_SELECTED PASSAGE_:
Allan Lin's Work Portfolio

CentML

May 2023 - Dec 2023

I interned at CentML working on their open source compiler machine learning compiler, Hidet. Here is a record of my contributions to the project: All PRs.

Some highlights of my time there are:

UofT EcoSys Lab

Jan 2024 - Mar 2024

I worked with them a bit part-time before I realized that I can't multitask very well. I implemented VLLM inference kernels in CUDA for them, for LLM stuff. PR

UWaterloo Applied and Principled PL Group

May 2024 - Aug 2024

I wrote a prototype compiler for the Familia programming language, using LLVM with Rust. What's cool with Familia is that it solves the expression problem, the feature is that classes can be arbitrarily nested within other classes kind of like modules, and the inheritance relations between classes is preserved. Another feature is that classes do not hold data like traditional OOP but are witnesses to interfaces, so kind of like one more layer of indirection where the class is a name that references an implementation of an interface for a data-type.

I significantly over-estimated my abilities and 4 months is no where enough time to finish a compiler for such a complex language. Some lessons were that Rust is not a good language for compilers, since the abstract syntax tree and internal representations have cyclic references that Rust's ownership system cannot model well. I've settled on an ID system that I've observed other compilers in Rust using, sort of like an entity-component-system design in game engines where IDs are integers that index into a global data-store. This incurred a lot of boiler-plate and productivity overhead though.

Waabi

Jan 2025 - Aug 2025

This is a recap of what I did (can't show PRs cuz NDA):

Essentially Waabi uses the Detra model in their autonomous system, with some proprietary enhancements of course. I evaluated several alternative architectures for the camera backbone and feature fusion mechanism that combines the LiDAR features with the camera features. Some problems with their old architecture is that it's not very scalable in terms of receptive field; the 3D features around the vehicle is projected into a dense birds-eye-view (BEV) feature map that does not scale well with respects to receptive field increases, as each xy region of space is represented by a pixel. I had some ideas with multi-scale feature maps, dynamic voxelization, and integrating a new LiDAR backbone Point Transformer V3.

_INFORMATION PROVIDED_:
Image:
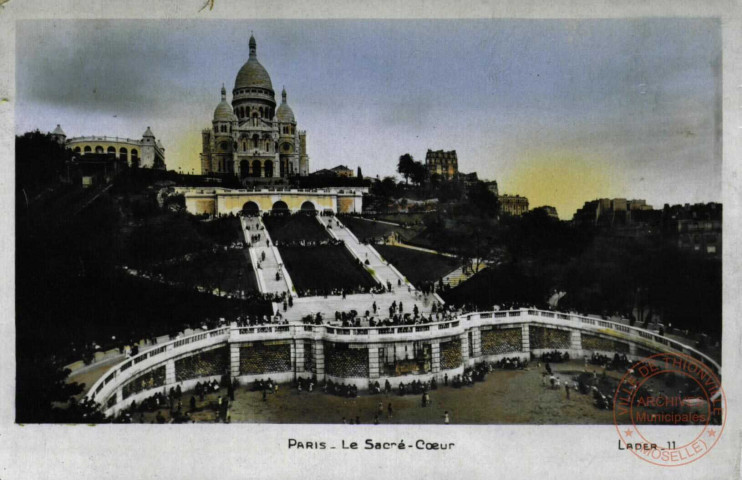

_WORK INSTRUCTIONS_:
**1.** Reproduce the work portfolio text verbatim, starting at "I wrote a prototype" and running up to and including "for a data-type.".
**2.** Continue the work portfolio from where it stops.

_YOUR WRITTEN ANSWERS_:
**1.**
I wrote a prototype compiler for the Familia programming language, using LLVM with Rust. What's cool with Familia is that it solves the expression problem, the feature is that classes can be arbitrarily nested within other classes kind of like modules, and the inheritance relations between classes is preserved. Another feature is that classes do not hold data like traditional OOP but are witnesses to interfaces, so kind of like one more layer of indirection where the class is a name that references an implementation of an interface for a data-type.

**2.**
One of the team's sources of pain was the sparse-convolution library Torchsparse, which took a lot of developer time migrating across CUDA versions and inference time. I made a small but performant sparse convolution library that is both faster for the GPUs that we were using and much more maintainable, by leveraging Triton.

Sparse-conv performance forward pass Sparse-conv performance backward pass

I open sourced the work here: https://github.com/Aalanli/sparse-conv.

I used TensorRT to compile a large portion of Waabi's perception model, which was a huge pain in the ass as the python tooling was horrible; random segfaults, silent numerical errors, and very very unhelpful compiler errors.

I used the cuda-events API and hooked onto Waabi's onboard runtime environment to generate profile traces, which was kind of non-trivial given their build system and onboard tech mish-mash.

The perception model had some training instability issues where losses would diverge non-deterministically, eg. only for some runs. This was very challenging to root-cause as training runs were long, the training environment was a bit black-box and non-reproducible. I tracked down the issue to arise from unbounded activation spikes in the BEV, which is caused by sparse and irregular data on the road.

FPN debug

And probably an unstable training objective.

stability hypothesis

The fix involved a hard-clamp on the activations for key parts of the model which prevented these irregularities from occurring, and as a bonus we increased the learning rate and improved metrics. In the course of model debugging I developed a tool, the Dash app, that visualized PyTorch model graphs and helped a lot with finding a fix. The visualizer tool uses torch dynamo to capture the model graph, interprets it, and visualizes the connections.